Passage shown ▸
- - - - - - -
The website is very similar to those of Glottolog, WALS and APiCS.

Since the release of PHOIBLE 2.0 in 2019, the data is taken from the Cross-Linguistic Data Formats (CLDF) dataset of the Cross-Linguistic Linked Data (CLLD) project.

The languages are classified by family, geographical coordinates and world regions (Africa, North and South America, Australia, Eurasia and Papunesia).

The individual language pages include geographical information from Glottolog, with a link to its site with the glottocode of the language, and another with the ISO 639-3 code pointing to that of SIL. They also include links to one or more phoneme inventories, with associated bibliographic records for each source. Multiple entries are based on separate sources that disagree on the number and/or identity of phonemes in the language.

In addition to phoneme inventories, PHOIBLE includes distinctive feature data for each phoneme in each language. This system is loosely based on Hayes' Introductory Phonology with some additions from Moisik and Esling's The 'whole larynx' approach to laryngeal features, but may change as new languages are added.
- - - - - - -
Material provided ▸
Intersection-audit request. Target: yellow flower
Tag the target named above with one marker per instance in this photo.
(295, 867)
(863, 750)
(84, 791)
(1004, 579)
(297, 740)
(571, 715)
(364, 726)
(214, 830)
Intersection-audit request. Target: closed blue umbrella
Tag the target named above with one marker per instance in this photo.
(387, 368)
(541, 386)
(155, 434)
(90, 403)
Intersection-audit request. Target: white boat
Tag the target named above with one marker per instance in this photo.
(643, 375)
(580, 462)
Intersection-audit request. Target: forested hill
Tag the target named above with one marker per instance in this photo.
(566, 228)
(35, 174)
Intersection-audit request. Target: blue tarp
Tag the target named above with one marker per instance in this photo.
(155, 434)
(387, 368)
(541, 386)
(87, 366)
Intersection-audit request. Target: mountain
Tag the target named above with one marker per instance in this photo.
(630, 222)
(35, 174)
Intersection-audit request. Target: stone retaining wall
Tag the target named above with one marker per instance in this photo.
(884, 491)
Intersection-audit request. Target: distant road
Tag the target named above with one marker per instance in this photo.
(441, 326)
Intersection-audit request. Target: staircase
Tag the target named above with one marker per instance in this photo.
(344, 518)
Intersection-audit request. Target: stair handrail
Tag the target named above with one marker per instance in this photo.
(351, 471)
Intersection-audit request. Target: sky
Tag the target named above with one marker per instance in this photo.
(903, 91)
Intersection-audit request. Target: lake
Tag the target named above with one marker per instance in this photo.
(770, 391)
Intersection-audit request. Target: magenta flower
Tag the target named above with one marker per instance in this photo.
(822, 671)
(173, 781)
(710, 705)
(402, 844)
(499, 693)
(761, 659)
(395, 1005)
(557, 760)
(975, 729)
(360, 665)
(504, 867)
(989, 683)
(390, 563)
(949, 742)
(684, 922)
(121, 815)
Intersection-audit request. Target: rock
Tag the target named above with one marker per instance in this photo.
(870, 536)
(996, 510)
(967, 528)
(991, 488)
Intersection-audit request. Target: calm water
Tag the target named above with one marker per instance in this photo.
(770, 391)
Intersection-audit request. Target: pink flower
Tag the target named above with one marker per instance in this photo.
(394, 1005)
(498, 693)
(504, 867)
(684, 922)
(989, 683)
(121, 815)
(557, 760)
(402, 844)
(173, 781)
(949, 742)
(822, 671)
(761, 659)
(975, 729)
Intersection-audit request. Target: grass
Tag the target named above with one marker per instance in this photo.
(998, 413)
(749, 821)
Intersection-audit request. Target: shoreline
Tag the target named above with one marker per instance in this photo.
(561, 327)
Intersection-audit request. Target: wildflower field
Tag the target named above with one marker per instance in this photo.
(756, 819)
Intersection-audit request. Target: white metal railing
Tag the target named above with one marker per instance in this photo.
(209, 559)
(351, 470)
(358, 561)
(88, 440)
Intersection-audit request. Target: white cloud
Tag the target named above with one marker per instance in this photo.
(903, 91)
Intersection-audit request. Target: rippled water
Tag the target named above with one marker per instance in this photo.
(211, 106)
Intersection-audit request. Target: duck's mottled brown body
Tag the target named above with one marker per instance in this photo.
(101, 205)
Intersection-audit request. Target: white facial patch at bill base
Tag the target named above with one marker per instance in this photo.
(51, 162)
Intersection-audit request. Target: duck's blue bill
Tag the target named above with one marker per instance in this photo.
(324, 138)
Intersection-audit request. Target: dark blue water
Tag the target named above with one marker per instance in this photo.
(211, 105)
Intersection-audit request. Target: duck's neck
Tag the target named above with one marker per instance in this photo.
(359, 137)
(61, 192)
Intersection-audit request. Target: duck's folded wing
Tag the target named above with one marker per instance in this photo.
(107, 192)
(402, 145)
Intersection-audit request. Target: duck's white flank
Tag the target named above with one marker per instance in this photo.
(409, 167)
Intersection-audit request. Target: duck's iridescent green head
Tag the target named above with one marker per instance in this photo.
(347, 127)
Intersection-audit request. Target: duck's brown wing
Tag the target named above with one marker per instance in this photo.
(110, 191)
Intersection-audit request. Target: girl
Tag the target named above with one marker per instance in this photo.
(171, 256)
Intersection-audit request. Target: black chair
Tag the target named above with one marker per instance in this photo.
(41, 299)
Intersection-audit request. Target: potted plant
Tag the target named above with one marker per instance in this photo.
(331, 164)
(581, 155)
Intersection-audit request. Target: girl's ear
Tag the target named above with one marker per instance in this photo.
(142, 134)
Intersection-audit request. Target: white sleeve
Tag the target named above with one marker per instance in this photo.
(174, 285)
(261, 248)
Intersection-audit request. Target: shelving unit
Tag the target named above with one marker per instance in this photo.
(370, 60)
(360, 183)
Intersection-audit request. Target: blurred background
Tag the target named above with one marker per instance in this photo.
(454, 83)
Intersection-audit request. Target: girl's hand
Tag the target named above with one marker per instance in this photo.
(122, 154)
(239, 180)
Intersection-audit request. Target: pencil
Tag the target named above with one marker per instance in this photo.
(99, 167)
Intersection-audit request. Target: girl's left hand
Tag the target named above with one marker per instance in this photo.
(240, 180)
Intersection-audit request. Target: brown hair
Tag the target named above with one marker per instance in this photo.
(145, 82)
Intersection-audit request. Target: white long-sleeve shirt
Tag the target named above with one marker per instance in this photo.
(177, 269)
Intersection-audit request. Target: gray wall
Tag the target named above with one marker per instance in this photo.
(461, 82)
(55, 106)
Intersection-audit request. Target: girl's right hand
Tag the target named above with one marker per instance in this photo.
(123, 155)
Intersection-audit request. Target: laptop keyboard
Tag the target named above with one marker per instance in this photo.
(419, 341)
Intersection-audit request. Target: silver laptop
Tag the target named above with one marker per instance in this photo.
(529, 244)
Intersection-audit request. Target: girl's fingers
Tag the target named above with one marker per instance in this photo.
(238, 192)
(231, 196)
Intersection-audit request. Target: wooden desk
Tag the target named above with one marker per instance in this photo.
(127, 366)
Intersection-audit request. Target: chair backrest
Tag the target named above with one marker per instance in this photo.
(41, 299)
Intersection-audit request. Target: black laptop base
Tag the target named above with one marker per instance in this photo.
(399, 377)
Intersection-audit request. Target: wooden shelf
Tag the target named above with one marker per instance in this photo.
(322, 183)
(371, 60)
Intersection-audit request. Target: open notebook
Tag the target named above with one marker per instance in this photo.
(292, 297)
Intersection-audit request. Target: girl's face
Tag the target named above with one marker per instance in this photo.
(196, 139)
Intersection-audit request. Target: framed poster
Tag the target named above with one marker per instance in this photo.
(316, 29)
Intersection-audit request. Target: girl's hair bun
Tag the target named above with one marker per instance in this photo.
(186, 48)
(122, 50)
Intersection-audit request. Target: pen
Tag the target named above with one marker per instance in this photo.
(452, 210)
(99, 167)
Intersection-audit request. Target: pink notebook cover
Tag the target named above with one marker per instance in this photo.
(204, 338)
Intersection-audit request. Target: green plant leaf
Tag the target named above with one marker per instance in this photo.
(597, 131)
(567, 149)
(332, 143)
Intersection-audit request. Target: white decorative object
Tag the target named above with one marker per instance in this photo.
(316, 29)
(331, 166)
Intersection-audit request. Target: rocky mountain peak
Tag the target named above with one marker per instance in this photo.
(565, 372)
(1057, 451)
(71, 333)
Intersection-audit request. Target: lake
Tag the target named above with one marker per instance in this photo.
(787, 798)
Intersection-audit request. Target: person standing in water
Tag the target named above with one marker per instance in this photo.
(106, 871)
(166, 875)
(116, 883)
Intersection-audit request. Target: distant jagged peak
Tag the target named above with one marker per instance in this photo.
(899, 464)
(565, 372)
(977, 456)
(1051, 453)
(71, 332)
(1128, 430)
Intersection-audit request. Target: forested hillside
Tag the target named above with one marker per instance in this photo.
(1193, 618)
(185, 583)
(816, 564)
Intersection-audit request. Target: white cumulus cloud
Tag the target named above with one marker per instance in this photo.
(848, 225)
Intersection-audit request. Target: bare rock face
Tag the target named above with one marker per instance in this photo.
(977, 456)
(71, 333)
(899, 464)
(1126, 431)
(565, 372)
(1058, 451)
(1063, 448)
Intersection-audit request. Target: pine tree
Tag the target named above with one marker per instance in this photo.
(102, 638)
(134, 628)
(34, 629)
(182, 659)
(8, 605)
- - - - - - -
Study questions ▸
1/ Answer these questions from the PHOIBLE passage:
(a) Since the release of which version has PHOIBLE's data come from the CLDF dataset?
(b) Which world regions are languages classified into?
(c) Which book is PHOIBLE's distinctive feature system loosely based on?
2/ Resume the passage about the PHOIBLE website after its final sentence.

Results of the exercise ▸
1/
(a) PHOIBLE 2.0, released in 2019
(b) Africa, North and South America, Australia, Eurasia and Papunesia
(c) Hayes' Introductory Phonology

2/
A subset of 451 languages in PHOIBLE comes from the UCLA Phonological Segment Inventory Database (UPSID), whose author, Ian Maddieson, is a contributor to the chapter on phonology in WALS.

== Bibliography ==
- Forkel, Robert (2019). "PHOIBLE 2.0 released"
- Hayes, Bruce (2011). "Introductory Phonology"
- List, Johann-Mattis (2022). "Lexibank, a public repository of standardized wordlists with computed phonological and lexical features"
- Moisik, Scott R. (2011). "The 'whole larynx' approach to laryngeal features"
- Moran, Steven (2012). "Phonetics Information Base and Lexicon"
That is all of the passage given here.